→ **Secção de texto**
* * * *
Cuidar a mulher/casal durante a gravidez, nos cuidados de saúde primários, começa logo por ser diferente se a utente tem ou não atribuída uma equipa de saúde familiar (médico e enfermeiro de família, não esquecendo também o papel essencial dos assistentes técnicos), ou pelo menos um médico de família ou um enfermeiro de referência ou de família.

Também o aumento de cidadãos estrangeiros com diferentes representações e práticas culturais na área da saúde reprodutiva, a barreira da língua e da sua compreensão tendem a aumentar o risco de não vigilância.

É preciso que cada vez mais os profissionais de saúde prestem cuidados culturalmente sensíveis, que respeitem crenças e culturas diferentes.

Só em equipa, é possível definir o melhor plano para vigiar uma gravidez, o papel de cada profissional interveniente neste processo não substitui o outro e é no modelo de trabalho em equipa que se baseia o trabalho das Unidades de Saúde Familiares, independentemente do seu modelo. Por oposição ao modelo que existe nas Unidades de Cuidados de Saúde Personalizados, em especial para os utentes a quem não está atribuído nem médico, nem enfermeiro de família.

A falta de médicos e enfermeiros de família nos cuidados de saúde primários é gritante. De acordo com os dados do BI – CSP, em Dezembro de 2022, em média, 26,9% dos utentes inscritos na ARSLVT não têm médico de família (com números a variar entre os 14 e os 39%). A título de exemplo, para o mesmo período, na ARSNorte, a média é de 2,62%.

Vale a pena referir que nestes números não estão incluídos os utentes migrantes a quem ainda não foi atribuído número do SNS, as inscrições chamadas “esporádicas”, que não se conseguem contabilizar, o que agrava ainda mais a situação.

Voltando então ao nosso casal…

Se o casal não tem qualquer referência na sua unidade de saúde, se não tem uma equipa para cuidar de si nesta fase que é tão importante nas suas vidas, porque é que se irá dirigir aos cuidados de saúde primários?

Ah, precisam dos exames de vigilância… Então mas e é fácil para quem não tem médico de família ter acesso a uma consulta? E depois da consulta, é fácil encontrar um prestador de serviços que realize ecografias pelo serviço nacional de saúde?

A resposta é não…

Apesar da criação de Vias Verdes, também conhecidas por SAUSM – Serviço de Atendimento a Utentes sem Médico – de que são exemplo os dos ACeS Almada Seixal e do Arco Ribeirinho, estes não passam de pensos rápidos numa ferida profunda que precisa urgentemente de um tratamento. Tratamento esse que passa pela contratação de mais médicos e enfermeiros de família.
* * * *
→ **Material fornecido**
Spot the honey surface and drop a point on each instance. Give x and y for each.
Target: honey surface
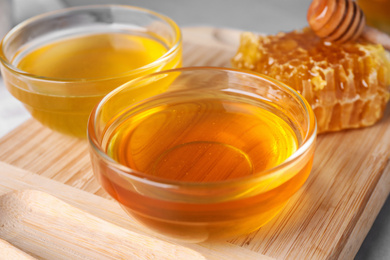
* * * *
→ **Instrução de trabalho**
Prossiga o texto sobre a vigilância da gravidez nos cuidados de saúde primários a partir da última frase apresentada.

→ **Resposta à tarefa**
O modelo de atendimento destes serviços não passa pelo modelo de equipa uma vez que os profissionais são rotativos e até por vezes contratados a empresas prestadoras de serviços. Também a espera por uma primeira consulta faz desesperar o casal que vive na incerteza se está tudo bem com a sua gravidez.

O descontentamento com o atendimento acaba por afastar dos cuidados de saúde primários aqueles que podem realizar a vigilância da gravidez e posteriormente da criança, no sistema de saúde privado.

É preciso atrair os profissionais para os cuidados de saúde primários com contratos dignos, com carreiras dignas, com salários justos e uma progressão que permita chegar ao topo antes da reforma.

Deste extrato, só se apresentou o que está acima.